▶ _Work to be completed_:
Copy out word for word the stretch of the material below from the line containing "marking shown in this photo." through the end of the material, including both that line and the final one.

▶ _Record set_:

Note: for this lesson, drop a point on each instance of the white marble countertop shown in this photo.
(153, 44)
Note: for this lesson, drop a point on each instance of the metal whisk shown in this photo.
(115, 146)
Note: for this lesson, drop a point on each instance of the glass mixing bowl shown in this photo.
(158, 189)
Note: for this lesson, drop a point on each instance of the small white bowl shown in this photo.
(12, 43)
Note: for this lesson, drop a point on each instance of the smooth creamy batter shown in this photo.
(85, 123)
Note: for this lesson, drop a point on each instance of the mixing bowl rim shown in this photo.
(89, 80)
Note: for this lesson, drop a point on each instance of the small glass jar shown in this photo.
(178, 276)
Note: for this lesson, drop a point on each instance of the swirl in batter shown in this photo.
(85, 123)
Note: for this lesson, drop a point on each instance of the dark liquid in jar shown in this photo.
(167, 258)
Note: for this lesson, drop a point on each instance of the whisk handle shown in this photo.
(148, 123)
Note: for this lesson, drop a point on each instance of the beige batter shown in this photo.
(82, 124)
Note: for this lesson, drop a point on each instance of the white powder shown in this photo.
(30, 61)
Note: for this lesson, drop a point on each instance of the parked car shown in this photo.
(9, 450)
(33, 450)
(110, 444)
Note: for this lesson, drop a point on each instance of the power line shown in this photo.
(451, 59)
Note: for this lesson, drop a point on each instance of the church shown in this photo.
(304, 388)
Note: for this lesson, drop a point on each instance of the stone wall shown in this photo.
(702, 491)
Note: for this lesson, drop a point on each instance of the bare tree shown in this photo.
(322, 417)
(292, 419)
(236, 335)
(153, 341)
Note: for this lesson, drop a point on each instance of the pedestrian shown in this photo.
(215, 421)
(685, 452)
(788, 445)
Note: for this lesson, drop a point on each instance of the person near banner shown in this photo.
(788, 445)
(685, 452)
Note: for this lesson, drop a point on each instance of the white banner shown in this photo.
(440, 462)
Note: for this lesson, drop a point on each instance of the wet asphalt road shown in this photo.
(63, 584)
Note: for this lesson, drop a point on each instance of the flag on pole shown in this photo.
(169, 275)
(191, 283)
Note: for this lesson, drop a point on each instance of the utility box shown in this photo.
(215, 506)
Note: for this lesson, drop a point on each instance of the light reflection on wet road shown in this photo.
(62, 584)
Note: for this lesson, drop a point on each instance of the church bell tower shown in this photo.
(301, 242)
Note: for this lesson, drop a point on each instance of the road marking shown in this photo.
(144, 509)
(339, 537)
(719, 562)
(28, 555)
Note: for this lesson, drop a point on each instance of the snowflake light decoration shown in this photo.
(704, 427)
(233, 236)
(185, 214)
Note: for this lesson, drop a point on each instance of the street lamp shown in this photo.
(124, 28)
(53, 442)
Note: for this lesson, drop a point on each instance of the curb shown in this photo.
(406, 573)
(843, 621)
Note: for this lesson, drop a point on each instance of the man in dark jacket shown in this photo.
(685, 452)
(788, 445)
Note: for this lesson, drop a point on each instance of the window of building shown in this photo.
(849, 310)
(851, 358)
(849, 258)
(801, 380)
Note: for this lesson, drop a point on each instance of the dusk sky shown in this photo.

▶ _Solution to this exercise_:
Note: for this lesson, drop a point on each instance of the road marking shown in this photo.
(144, 509)
(339, 537)
(719, 562)
(28, 555)
Note: for this lesson, drop a point on each instance of the snowflake light decoration shown in this photo.
(704, 427)
(233, 236)
(185, 214)
Note: for this lesson, drop a point on each instance of the street lamp shown in this photo.
(124, 28)
(53, 442)
Note: for this lesson, drop a point on each instance of the curb shown in this photo.
(406, 573)
(843, 621)
Note: for this lesson, drop a point on each instance of the man in dark jacket shown in this photo.
(685, 452)
(788, 445)
Note: for this lesson, drop a point on each instance of the window of building shown in this photo.
(849, 310)
(851, 358)
(849, 258)
(801, 380)
Note: for this lesson, drop a point on each instance of the dusk sky shown in this photo.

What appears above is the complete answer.